Natural-language object grounding data
►

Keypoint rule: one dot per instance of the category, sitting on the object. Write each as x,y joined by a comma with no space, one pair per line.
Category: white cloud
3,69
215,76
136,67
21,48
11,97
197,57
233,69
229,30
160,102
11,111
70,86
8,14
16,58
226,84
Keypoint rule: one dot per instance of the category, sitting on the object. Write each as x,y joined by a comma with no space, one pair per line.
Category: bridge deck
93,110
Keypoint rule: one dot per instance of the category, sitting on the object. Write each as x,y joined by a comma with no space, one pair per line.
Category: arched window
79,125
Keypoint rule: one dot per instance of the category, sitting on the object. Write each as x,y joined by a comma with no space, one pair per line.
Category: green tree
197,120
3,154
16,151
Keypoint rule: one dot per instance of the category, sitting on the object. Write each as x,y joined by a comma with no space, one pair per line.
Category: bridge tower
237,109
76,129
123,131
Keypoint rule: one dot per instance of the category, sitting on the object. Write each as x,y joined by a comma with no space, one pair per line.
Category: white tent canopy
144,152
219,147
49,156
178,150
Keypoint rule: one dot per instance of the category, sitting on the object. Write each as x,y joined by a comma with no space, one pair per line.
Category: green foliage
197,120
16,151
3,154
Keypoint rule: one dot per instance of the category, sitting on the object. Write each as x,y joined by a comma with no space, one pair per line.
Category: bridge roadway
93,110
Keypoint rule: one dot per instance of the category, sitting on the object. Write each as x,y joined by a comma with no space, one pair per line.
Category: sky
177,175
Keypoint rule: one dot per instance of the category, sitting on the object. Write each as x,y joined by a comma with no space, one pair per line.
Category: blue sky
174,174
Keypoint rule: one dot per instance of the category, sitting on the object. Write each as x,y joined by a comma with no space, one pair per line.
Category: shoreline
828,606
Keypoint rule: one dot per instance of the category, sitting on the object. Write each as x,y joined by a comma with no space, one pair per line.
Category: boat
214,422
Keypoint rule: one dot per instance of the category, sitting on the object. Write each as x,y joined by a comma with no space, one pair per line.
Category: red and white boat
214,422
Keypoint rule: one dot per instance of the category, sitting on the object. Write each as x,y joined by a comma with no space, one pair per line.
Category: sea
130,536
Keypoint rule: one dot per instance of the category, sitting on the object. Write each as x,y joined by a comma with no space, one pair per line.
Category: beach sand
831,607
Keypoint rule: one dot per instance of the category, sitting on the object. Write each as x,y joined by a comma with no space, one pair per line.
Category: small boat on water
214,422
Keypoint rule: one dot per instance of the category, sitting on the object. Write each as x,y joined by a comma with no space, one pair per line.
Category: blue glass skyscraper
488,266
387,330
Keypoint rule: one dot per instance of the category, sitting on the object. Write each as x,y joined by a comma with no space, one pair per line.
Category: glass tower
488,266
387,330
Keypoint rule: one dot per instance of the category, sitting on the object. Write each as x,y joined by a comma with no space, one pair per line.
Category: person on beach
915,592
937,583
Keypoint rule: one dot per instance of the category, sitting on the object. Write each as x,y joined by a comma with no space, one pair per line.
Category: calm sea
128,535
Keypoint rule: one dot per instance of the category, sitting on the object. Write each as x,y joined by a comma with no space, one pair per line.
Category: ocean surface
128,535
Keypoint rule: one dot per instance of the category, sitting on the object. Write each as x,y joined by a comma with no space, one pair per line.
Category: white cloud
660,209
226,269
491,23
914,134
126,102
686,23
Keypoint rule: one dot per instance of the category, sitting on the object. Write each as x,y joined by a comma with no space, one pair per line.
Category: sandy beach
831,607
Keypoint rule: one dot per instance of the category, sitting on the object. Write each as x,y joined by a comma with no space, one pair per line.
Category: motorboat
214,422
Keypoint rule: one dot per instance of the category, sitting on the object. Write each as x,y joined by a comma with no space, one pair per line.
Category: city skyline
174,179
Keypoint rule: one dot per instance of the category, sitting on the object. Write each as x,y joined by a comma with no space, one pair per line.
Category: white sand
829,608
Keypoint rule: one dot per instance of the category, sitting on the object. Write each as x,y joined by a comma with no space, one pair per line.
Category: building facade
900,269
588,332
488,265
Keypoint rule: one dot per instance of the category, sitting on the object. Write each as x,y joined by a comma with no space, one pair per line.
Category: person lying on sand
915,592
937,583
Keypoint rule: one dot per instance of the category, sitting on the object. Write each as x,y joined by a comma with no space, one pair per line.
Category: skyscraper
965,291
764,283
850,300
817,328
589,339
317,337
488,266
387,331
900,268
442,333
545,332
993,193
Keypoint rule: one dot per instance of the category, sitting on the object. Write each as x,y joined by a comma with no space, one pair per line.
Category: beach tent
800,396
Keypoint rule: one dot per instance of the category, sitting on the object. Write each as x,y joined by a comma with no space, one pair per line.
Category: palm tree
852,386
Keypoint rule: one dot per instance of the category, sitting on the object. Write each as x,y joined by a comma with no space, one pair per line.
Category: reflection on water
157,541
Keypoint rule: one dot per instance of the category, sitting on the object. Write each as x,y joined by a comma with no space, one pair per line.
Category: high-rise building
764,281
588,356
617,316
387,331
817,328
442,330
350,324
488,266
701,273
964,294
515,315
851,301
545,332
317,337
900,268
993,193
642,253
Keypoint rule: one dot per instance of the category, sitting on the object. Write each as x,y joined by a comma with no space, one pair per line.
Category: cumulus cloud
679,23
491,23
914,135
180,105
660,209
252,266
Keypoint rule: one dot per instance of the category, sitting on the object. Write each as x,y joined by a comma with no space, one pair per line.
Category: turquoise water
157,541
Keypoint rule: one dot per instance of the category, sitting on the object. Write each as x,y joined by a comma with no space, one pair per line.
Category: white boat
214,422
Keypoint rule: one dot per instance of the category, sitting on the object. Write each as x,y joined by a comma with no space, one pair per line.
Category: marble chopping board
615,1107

◄

(ACTIVITY) Would you write down every record again, exactly?

(ANSWER SPACE)
Keypoint rule: one dot per instance of the category, sitting on the object. Write each as x,y joined by a comma with no space, one pair per line.
Category: white cloud
3,69
215,76
136,67
21,48
11,97
197,57
233,69
229,30
160,102
11,111
70,86
8,14
16,58
226,84
Keypoint rule: one dot per instance of the category, sitting on the object. Write each as x,y joined by a comma with no space, one pair per line.
Category: bridge deck
93,110
Keypoint rule: one dot per instance of the category, sitting on the object. Write each as x,y joined by a comma with no space, one pair per line.
Category: arched window
79,125
Keypoint rule: one dot per instance of the category, sitting on the object. Write each as x,y joined by a comma with no space, one pair per line.
Category: green tree
197,120
3,154
16,151
Keypoint rule: one dot per instance of the category, sitting on the object. Write each as x,y joined by a comma with no space, one pair per line.
Category: bridge tower
237,109
76,129
123,131
Keypoint rule: one dot per instance of the category, sitting on the object. Write each as x,y joined by a comma with no space, one pair per line.
Category: white tent canopy
144,152
219,147
49,156
178,150
Keypoint rule: one dot per instance of the category, sitting on the object. Write each as x,y joined by a comma with no space, one pair per line.
Category: green foliage
197,120
16,151
3,154
Keypoint rule: one dot per instance of the category, sitting on the object. Write each as x,y joined by a comma with no space, one pair per line.
Category: bridge roadway
93,110
Keypoint rule: one dot per instance of the category, sitting on the object. Write each as x,y joined by a comma with no space, one pair per line.
Category: sky
177,175
Keypoint rule: one dot per instance of the category, sitting on the object. Write each as x,y joined by a comma with no space, one pair per line.
Category: blue sky
174,174
Keypoint rule: one dot per instance of the category, sitting on the object. Write each as x,y joined by a comma with no space, one pair per line.
Category: shoreline
828,606
Keypoint rule: one dot per instance of the category, sitting on the object. Write each as x,y joined by a comma with no space, one pair per line.
Category: boat
214,422
Keypoint rule: one dot per instance of the category, sitting on the object. Write each as x,y joined by a comma with no space, one pair per line.
Category: red and white boat
214,422
Keypoint rule: one dot per instance of the category, sitting on the object. Write each as x,y joined by a comma with no space, one pair per line.
Category: sea
130,536
Keypoint rule: one dot per instance of the category, sitting on the object. Write each as x,y joined by a comma with no space, one pair per line.
Category: beach sand
831,607
Keypoint rule: one dot per instance of the category, sitting on the object. Write each as x,y joined by a comma with no space, one pair per line.
Category: small boat on water
214,422
Keypoint rule: one dot per instance of the category, sitting on the object. Write each as x,y joined by a comma with no space, one pair per line.
Category: blue glass skyscraper
488,266
387,330
Keypoint rule: one dot per instance of the category, sitting on the object. Write each as x,y joined by a comma with no space, one pair per line.
Category: glass tower
488,266
387,330
Keypoint rule: one dot per instance of the category, sitting on the object. Write each as x,y joined by a comma with no space, one pair per line.
Category: person on beach
915,592
937,583
Keypoint rule: one dot per instance of the category, sitting on the object. Write each as x,y joined by a comma with no space, one pair per line.
Category: calm sea
128,535
Keypoint rule: one dot per instance of the category, sitting on the object. Write each as x,y joined by a comma with no space, one pair per line.
Category: ocean surface
128,535
Keypoint rule: one dot per instance of the category, sitting on the object. Write each as x,y joined by a comma with no space, one pair per line.
Category: white cloud
660,209
226,269
491,23
914,134
126,102
686,23
Keypoint rule: one dot per instance of the category, sitting on the object. Write each as x,y joined by a comma with no space, one pair per line.
Category: sandy beach
831,607
Keypoint rule: one dot per instance of the category, sitting on the object. Write each as x,y joined by a comma with no space, one pair per line.
Category: motorboat
214,422
Keypoint rule: one dot per instance of the category, sitting on the object. Write each as x,y joined by a comma with no space, one pair per line.
Category: city skyline
174,179
Keypoint rule: one dot per instance of the category, sitting on the object. Write each as x,y joined by a comma with no space, one pair per line.
Category: white sand
829,608
Keypoint rule: one dot per instance of the category, sitting on the object. Write each as x,y joined by a comma with no space, one pair per line.
Category: building facade
900,269
588,332
488,265
Keypoint rule: one dot per instance of the category, sitting on the object. Write each as x,y joined by a comma with no space, one pair per line.
Category: person lying on sand
915,592
937,583
Keypoint rule: one dot per instance of the category, sitting on the object. Write each as x,y joined by a comma with no space, one pair per line.
Category: skyscraper
965,291
764,283
850,300
817,328
589,339
317,337
488,266
387,331
900,268
442,333
545,332
993,193
Keypoint rule: one dot per instance of the category, sitting on the object. Write each as x,y joined by a comma with no space, one pair per line.
Category: beach tent
800,396
Keypoint rule: one dot per instance of the category, sitting on the object. Write each as x,y joined by a comma with no space, one pair per line.
Category: palm tree
852,386
Keypoint rule: one dot per instance of the category, sitting on the object. Write each as x,y joined by a comma with no space, one pair per line.
Category: reflection on water
157,541
Keypoint rule: one dot per instance of the category, sitting on the object. Write each as x,y joined by a comma with no space, one pair per line.
Category: high-rise building
764,281
588,356
617,316
387,331
817,328
442,330
350,324
488,266
701,273
964,294
515,315
851,301
545,332
317,337
900,268
993,193
642,253
Keypoint rule: one dot per instance of the category, sitting on the object. Write each as x,y joined by a comma with no space, one pair per line.
Category: cumulus cloud
679,23
491,23
914,135
180,105
660,209
252,266
Keypoint rule: one dot per instance of the category, sitting on the object. Write each as x,y joined by a comma with no space, one pair per line.
Category: turquoise water
157,541
Keypoint rule: one dot per instance of the category, sitting on the object. Write each as x,y joined by a comma with no space, one pair per line.
Category: white boat
214,422
Keypoint rule: one dot per instance of the category, sitting on the object. Write each as x,y joined by a comma with no space, one pair per line.
Category: marble chopping board
615,1107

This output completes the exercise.